## PARTIES DE L'EXERCICE
1 - Pourriez-vous recopier mot pour mot le passage sur l'art et les mathématiques, en partant des mots « Chacune des options » et en vous arrêtant après « mathématique et art. » ?
2 - Comment se poursuit le passage sur l'art et les mathématiques ? Rédigez la suite à partir de sa dernière phrase.

## PASSAGE EXTRAIT
########################################

Deuxième choix : la notion de forme, est-elle le
point réel où convergent l’art et les mathématiques, dans ce cas nous allons
avoir une sorte d’intrication, au moins locale, des mathématiques et de
certains des arts – on connaît dans le contemporain les formes résolues de
cette intrication au niveau de la relation entre mathématique et musique – ou alors
s’agit-il d’une pure homonymie, le mot forme n’ayant absolument pas le
même sens en mathématique et en art ? Dans ce deuxième cas, la forme
désignera en mathématique le cristal langagier des structures, et en art, le
moyen approprié de séduire ou entraîner des sujets, voire même l’inconscient de
ces sujets, en isolant, en re-formalisant et en
exposant des fragments du réel sensible.
Chacune des options offertes au premier choix se divise à
son tour en deux, ce qui génère, à ce stade de l’examen pour ce choix
fondamental concernant la connexion ou la dis-connexion entre art et
mathématique, quatre options, qui, comme toujours, comme les balises dans un
port, vont structurer la grande discussion épistémologique et esthétique sur le
rapport ou le non rapport entre mathématique et art.
Supposons que l’on adopte pour le premier choix, la
perspective platonicienne au sens large selon laquelle mathématique et art,
Vérité et Beauté, peuvent et doivent être l’un et l’autre dans le plan de
l’Idée et préparent à la même dialectique. Reste à savoir quelle est l’étendue
de leur différence, et lequel des deux a tout de même la préséance, lequel des
deux oriente l’autre.
La question peut se dire ainsi : mathématique et art
ont l’un et l’autre de possibles fonctions didactiques, pour un sujet qu’on
suppose orienté vers une Idée ou orienté par l’Idée ; quelle différence
entre ces deux dialectiques ?

########################################

## DONNÉES ENREGISTRÉES
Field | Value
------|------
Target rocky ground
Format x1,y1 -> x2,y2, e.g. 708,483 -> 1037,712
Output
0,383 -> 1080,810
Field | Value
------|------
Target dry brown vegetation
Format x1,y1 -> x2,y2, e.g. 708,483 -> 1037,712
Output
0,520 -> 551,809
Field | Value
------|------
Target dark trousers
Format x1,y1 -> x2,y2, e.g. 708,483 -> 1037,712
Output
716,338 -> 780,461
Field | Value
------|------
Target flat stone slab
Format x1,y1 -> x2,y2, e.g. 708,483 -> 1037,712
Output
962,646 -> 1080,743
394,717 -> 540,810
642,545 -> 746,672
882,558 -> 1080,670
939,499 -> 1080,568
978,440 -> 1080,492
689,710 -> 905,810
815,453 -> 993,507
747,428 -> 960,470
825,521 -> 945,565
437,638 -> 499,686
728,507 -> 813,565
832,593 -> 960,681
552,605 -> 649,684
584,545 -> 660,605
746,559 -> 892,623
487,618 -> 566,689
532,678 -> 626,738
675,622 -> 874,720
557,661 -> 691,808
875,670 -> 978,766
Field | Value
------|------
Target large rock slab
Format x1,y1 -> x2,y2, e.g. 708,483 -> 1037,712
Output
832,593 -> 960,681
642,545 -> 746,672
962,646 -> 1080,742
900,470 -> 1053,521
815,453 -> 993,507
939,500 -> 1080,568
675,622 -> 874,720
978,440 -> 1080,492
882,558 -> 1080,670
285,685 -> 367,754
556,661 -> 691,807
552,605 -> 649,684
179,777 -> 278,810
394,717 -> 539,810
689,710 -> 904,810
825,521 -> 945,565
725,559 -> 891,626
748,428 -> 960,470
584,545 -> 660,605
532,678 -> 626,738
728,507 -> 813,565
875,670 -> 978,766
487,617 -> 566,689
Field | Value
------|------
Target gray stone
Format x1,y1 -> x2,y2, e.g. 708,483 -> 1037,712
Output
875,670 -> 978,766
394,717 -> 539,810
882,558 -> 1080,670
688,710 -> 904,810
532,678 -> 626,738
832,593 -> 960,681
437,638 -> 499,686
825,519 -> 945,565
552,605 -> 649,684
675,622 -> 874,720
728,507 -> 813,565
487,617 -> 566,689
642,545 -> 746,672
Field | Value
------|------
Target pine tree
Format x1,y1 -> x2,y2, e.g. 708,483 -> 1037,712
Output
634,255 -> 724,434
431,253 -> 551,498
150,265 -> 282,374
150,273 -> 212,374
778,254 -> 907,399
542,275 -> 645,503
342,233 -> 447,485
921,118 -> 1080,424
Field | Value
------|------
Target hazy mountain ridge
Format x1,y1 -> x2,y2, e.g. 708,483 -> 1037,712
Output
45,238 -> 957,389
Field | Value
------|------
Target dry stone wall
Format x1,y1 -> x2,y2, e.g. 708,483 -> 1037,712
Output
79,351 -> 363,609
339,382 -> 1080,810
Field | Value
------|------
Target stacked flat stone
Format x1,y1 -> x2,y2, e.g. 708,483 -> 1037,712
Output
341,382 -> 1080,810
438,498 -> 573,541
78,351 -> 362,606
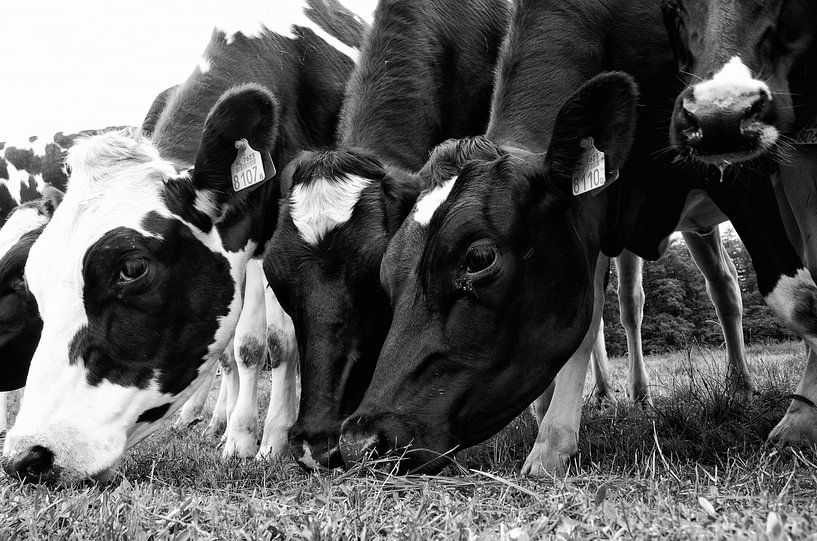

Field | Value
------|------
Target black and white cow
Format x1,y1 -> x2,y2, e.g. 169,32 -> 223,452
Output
334,0 -> 815,474
664,0 -> 817,443
3,0 -> 365,482
265,0 -> 508,468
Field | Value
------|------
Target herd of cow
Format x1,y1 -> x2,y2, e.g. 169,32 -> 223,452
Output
0,0 -> 817,482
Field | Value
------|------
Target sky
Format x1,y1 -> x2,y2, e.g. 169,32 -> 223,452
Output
0,0 -> 373,142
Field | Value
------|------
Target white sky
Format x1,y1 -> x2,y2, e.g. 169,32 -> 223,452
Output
0,0 -> 374,141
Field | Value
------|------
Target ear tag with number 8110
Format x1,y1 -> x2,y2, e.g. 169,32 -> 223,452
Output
230,139 -> 275,192
571,137 -> 607,195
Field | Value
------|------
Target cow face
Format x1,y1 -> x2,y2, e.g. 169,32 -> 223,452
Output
340,74 -> 636,470
0,188 -> 62,392
265,150 -> 419,468
3,86 -> 275,482
664,0 -> 817,162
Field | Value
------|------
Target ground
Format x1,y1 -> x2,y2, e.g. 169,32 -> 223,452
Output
0,343 -> 817,540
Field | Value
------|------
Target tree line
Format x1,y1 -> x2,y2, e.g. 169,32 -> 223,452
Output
604,228 -> 797,355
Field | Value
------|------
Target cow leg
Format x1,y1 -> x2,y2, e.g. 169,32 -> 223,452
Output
204,346 -> 238,440
683,227 -> 755,395
530,381 -> 556,426
615,250 -> 652,404
522,255 -> 609,476
173,372 -> 215,428
256,287 -> 299,460
222,260 -> 267,458
0,393 -> 8,434
590,319 -> 613,400
708,167 -> 817,443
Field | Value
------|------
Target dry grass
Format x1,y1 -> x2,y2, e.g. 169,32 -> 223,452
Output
0,344 -> 817,540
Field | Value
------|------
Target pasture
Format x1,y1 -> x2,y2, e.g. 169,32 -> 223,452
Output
0,342 -> 817,540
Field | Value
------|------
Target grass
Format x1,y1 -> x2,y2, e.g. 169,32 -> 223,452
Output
0,343 -> 817,540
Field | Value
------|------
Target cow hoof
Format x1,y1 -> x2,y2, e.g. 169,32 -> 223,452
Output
173,417 -> 201,430
769,400 -> 817,445
202,422 -> 227,441
627,383 -> 652,406
522,429 -> 578,477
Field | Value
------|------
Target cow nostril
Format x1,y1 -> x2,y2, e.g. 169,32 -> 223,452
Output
746,90 -> 769,118
6,445 -> 54,481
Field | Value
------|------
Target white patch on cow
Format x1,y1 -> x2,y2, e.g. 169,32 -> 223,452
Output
414,177 -> 457,225
692,56 -> 772,107
3,133 -> 249,481
0,207 -> 48,257
764,269 -> 817,324
298,442 -> 321,470
289,175 -> 371,246
196,56 -> 211,73
216,0 -> 359,62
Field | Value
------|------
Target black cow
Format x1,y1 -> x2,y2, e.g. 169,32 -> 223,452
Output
334,0 -> 814,474
265,0 -> 508,468
3,0 -> 364,482
664,0 -> 817,443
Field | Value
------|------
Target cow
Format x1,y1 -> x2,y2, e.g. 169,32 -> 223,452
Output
663,0 -> 817,444
340,0 -> 813,475
592,225 -> 755,404
265,0 -> 508,469
3,0 -> 365,482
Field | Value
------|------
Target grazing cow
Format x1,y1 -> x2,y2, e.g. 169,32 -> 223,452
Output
265,0 -> 508,468
3,0 -> 364,482
341,0 -> 814,474
664,0 -> 817,443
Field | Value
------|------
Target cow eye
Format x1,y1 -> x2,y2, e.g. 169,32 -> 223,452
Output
119,257 -> 148,284
465,243 -> 498,274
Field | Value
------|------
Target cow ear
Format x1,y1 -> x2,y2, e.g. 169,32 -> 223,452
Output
193,84 -> 279,221
545,72 -> 638,201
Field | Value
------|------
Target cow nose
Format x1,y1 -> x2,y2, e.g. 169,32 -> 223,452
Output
679,89 -> 771,149
340,416 -> 385,468
289,433 -> 343,471
5,445 -> 54,482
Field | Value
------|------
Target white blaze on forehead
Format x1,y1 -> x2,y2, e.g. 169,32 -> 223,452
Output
216,0 -> 359,62
414,177 -> 457,225
0,207 -> 48,258
196,56 -> 210,73
289,175 -> 371,246
692,56 -> 772,107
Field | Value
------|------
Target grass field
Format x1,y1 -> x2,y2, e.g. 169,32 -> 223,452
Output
0,343 -> 817,540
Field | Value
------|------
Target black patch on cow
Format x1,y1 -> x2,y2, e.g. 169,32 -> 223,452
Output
238,336 -> 266,368
0,184 -> 17,226
20,175 -> 43,203
43,143 -> 68,191
292,150 -> 386,186
70,213 -> 235,394
0,228 -> 42,392
304,0 -> 366,48
136,402 -> 170,423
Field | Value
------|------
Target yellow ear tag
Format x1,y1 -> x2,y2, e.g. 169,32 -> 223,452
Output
571,137 -> 607,195
230,139 -> 274,192
794,118 -> 817,146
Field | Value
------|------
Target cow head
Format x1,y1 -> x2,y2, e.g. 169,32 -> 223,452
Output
265,150 -> 419,468
340,74 -> 637,470
664,0 -> 817,166
3,85 -> 277,482
0,188 -> 62,392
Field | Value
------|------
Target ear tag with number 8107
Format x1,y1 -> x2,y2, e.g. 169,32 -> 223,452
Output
230,139 -> 275,192
571,137 -> 607,195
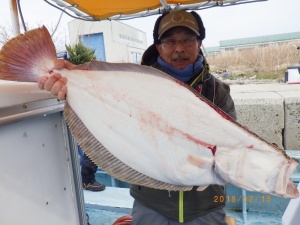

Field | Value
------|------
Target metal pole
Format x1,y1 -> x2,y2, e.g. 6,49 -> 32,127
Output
9,0 -> 20,36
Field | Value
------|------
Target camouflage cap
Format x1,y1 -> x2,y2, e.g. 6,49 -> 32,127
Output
158,10 -> 200,39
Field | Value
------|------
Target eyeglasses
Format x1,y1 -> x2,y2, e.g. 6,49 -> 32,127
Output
161,38 -> 197,49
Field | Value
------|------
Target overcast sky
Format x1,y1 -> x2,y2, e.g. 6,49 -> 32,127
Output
0,0 -> 300,47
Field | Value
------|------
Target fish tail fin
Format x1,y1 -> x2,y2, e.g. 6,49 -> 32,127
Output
0,26 -> 56,82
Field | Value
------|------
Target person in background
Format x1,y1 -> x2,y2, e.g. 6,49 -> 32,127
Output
78,146 -> 105,191
38,10 -> 236,225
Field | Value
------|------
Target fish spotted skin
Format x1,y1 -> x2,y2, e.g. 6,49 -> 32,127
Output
0,27 -> 299,198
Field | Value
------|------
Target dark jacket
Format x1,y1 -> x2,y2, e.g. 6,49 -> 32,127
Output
130,48 -> 236,222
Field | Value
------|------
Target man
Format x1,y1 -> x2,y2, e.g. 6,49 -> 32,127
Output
39,11 -> 236,225
130,11 -> 236,225
78,146 -> 105,191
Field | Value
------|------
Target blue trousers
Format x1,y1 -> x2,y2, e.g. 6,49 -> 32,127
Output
132,201 -> 227,225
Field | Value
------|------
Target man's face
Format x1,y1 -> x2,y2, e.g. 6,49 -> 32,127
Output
156,27 -> 201,70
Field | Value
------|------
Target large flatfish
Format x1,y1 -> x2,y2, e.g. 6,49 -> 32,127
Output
0,27 -> 299,198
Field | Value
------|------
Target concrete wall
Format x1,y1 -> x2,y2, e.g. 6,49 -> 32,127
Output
68,20 -> 147,62
230,83 -> 300,150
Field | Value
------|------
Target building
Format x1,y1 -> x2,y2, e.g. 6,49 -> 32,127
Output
205,32 -> 300,55
68,20 -> 147,63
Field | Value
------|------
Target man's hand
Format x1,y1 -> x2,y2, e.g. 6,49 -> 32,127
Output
38,59 -> 74,100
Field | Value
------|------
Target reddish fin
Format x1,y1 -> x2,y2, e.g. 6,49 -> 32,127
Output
0,26 -> 56,82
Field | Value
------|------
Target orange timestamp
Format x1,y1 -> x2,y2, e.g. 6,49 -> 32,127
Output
214,195 -> 272,203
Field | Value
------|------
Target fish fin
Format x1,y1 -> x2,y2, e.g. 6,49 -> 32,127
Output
64,102 -> 193,191
0,26 -> 56,82
197,185 -> 208,191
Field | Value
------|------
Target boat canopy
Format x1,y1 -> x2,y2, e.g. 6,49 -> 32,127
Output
45,0 -> 267,21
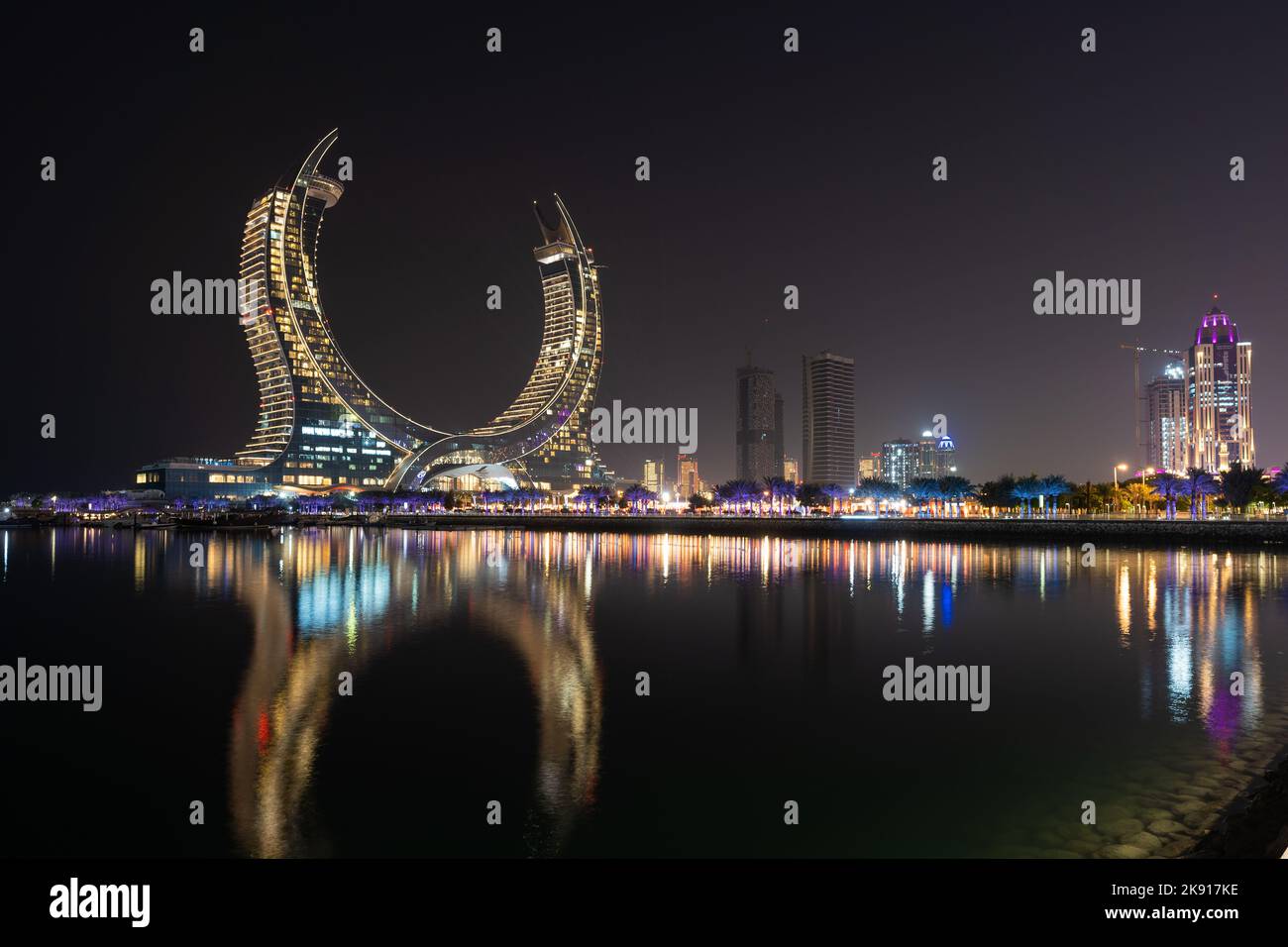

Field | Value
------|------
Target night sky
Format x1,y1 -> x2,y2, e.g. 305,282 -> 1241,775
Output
0,4 -> 1288,496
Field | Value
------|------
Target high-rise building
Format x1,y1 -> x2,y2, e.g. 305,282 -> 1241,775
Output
858,451 -> 883,483
914,430 -> 943,480
802,352 -> 855,487
734,365 -> 783,480
1145,362 -> 1188,473
644,460 -> 666,496
1185,305 -> 1257,473
881,438 -> 921,487
675,454 -> 702,500
139,132 -> 606,496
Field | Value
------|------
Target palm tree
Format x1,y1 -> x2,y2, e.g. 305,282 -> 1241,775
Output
1185,467 -> 1221,519
765,476 -> 787,513
623,483 -> 652,514
730,480 -> 761,515
937,476 -> 975,515
1124,480 -> 1158,511
978,474 -> 1015,510
1012,474 -> 1042,519
823,483 -> 850,513
1270,464 -> 1288,507
905,476 -> 939,517
1037,474 -> 1073,517
1221,462 -> 1266,513
1154,471 -> 1185,519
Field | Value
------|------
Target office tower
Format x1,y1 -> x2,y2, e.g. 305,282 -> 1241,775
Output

########################################

## RÉSULTATS DANS L'ORDRE
1 -
Chacune des options offertes au premier choix se divise à
son tour en deux, ce qui génère, à ce stade de l’examen pour ce choix
fondamental concernant la connexion ou la dis-connexion entre art et
mathématique, quatre options, qui, comme toujours, comme les balises dans un
port, vont structurer la grande discussion épistémologique et esthétique sur le
rapport ou le non rapport entre mathématique et art.

2 -
La projection philosophique de cette question liée à la
différence entre la dialectique artistique et la dialectique mathématique est
très claire. Donnons quelques exemples : pour Platon lui-même, mais aussi
pour Descartes, pour Spinoza, pour Husserl, et à la fin, si vous me le
permettez, pour moi-même, ce sont les mathématiques qui les premières sauvent
la pensée. Pour Schelling, Nietzsche et Heidegger, pour Wittgenstein, ou pour
Deleuze, c’est l’art qui ouvre la voie. Nous distinguerons donc, sous le signe
commun d’une idée qui peut faire rupture avec l’aliénation de la vie ordinaire,
deux tendances.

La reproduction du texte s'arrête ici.